### TASK DESCRIPTION:
Carry on the profile of Linda Henderson below, picking up immediately after its final sentence.

### PASSAGE:
----

A Seat at the Table

photo by Tyrone Dodson
photo by Tyrone Dodson

“There is a destiny that makes us brothers; none goes his way alone. All that we send into the lives of others comes back into our own.” —Edwin Markham

The lines of “A Creed,” a poem by Edwin Markham recited by L. Lee Richardson to her senior class at age sixteen became a providential blessing that set into motion divine appointments in each of her children’s lives—including her daughter, Linda Henderson. This foundational legacy impressed upon her by her mother continues to guide Henderson, and she has passed on this legacy to the generations that have followed her.

Markham’s poem has become a mantra for Henderson’s family. “Our entire family knows this poem, and we enjoy reciting it together at every gathering. We all know it by heart,” she said. As one of five siblings, Henderson credits her mom with much of their success. “We were good kids and never got in trouble, but my mom ran her house on a strict schedule that she expected us to follow. I went on to become who I am now because of the morals she instilled in us.”

Henderson’s early teen years began during a very pivotal time in our nation’s history. “As I was in junior high school, we integrated from the Macedonia School to Liberty-Eylau Junior High School.” It was a no-brainer for her classmates to elect her class president and class favorite. Everyone who meets Henderson is quickly drawn to her.

While Henderson was working as a front desk receptionist at CHRISTUS Health Center in Central Mall, Sam Shuman walked in the door. So impressed by her poise and intelligence, Shuman gave her his business card and asked her to call Bob Bowden at Offenhauser & Co. Insurance. “I was working two other jobs at the time, and this was my part-time gig. After speaking to Mr. Bowden, he offered me a job right away without ever seeing my resume,” said Henderson. “I told him I would need a few days to decide, and in June 1990, I began my career with Offenhauser Insurance as a cashier.”

Henderson is a trailblazer and has never been restrained by a glass ceiling of fear. Undaunted by the prospect of being the only black woman in a specific field, she believed in herself and always trusted what she had to offer. With a prolific resume ranging from hot check collector, State First National Bank runner, loan teller, and five years at Lone Star Army Ammunition, Henderson was the first black woman at Louis Raffaelli’s District Attorney’s office and the first black woman to sell home and auto insurance in Texarkana.

----

### DATA RECORDS:
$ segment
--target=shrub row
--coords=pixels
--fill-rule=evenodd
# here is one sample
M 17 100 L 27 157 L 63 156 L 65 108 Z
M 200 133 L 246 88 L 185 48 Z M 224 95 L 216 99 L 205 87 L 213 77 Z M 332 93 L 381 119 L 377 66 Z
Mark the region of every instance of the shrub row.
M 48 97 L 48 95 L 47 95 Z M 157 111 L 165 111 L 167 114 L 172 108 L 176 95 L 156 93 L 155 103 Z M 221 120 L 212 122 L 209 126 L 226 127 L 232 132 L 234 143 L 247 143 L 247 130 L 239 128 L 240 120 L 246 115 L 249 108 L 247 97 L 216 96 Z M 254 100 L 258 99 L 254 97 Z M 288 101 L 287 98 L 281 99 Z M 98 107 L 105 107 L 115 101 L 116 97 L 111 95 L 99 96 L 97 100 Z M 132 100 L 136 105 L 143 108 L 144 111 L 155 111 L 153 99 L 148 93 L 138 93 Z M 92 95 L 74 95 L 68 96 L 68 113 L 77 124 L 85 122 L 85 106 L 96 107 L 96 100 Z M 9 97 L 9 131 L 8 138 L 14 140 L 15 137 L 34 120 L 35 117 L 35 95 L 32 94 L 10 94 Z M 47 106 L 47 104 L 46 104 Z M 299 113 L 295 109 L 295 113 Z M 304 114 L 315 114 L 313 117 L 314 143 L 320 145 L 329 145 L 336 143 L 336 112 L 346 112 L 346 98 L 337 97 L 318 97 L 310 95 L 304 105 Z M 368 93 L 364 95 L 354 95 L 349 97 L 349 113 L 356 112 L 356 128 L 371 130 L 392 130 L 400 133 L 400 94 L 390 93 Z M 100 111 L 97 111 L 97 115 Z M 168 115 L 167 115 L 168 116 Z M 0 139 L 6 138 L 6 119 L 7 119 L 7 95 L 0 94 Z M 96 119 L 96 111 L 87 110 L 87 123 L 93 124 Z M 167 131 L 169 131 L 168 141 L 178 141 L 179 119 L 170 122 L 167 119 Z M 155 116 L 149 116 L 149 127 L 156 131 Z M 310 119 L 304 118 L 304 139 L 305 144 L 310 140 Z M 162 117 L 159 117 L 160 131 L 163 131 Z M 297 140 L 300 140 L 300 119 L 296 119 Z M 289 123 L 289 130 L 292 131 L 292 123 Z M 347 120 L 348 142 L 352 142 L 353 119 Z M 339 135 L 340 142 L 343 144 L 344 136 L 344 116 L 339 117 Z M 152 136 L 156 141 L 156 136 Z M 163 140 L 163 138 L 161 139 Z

----

### TASK RESPONSE:
She recounts being asked in a conversation with a continuing education instructor if there was anyone else like her doing what she was doing. “We laughed about it,” Henderson said, “but I hadn’t seen anyone else like me doing [insurance] in this area. I never saw anyone of my color in these rooms.” She knew those could become very lonely rooms, or she could instead view them as a source of empowerment. She chose empowerment. “I felt I made my mother proud. She was proud to tell her sisters in California that her daughter was in the insurance business and that she worked for the district attorney’s office. My whole family felt an enormous sense of greatness knowing I was doing this. I really believe I made an impact.” While it can be scary to be the lone wolf, Henderson never allowed that thought to get in the way of her determination. “I had to make myself do it because I knew I belonged, and I knew I had earned my seat at the table,” she said.

Henderson received her Accredited Customer Service Representative license from the State of Texas in December 1992. “I was a customer service rep, waiting on customers and talking to them about insurance, but I couldn’t sign any contracts until I became an agent.” In December 1995, Henderson went through the rigorous process of testing to become a licensed insurance agent in Texas and a non-residential agent in Arkansas.

That is also the same year Henderson married her husband, Walter. As a young single mom, she had done what it took to make sure she and her children thrived. “I had a job where I cleaned a building at night, and Offenhauser asked me if I wanted to clean their building and work as well.” With her new marriage, the couple became partners in her cleaning responsibilities as her new husband wanted to lighten some of her load. “He wanted to clean the building to keep me from having to do it. Now, we have a little cleaning business on the side where he cleans office buildings. I still clean one… my son Michael’s office building.”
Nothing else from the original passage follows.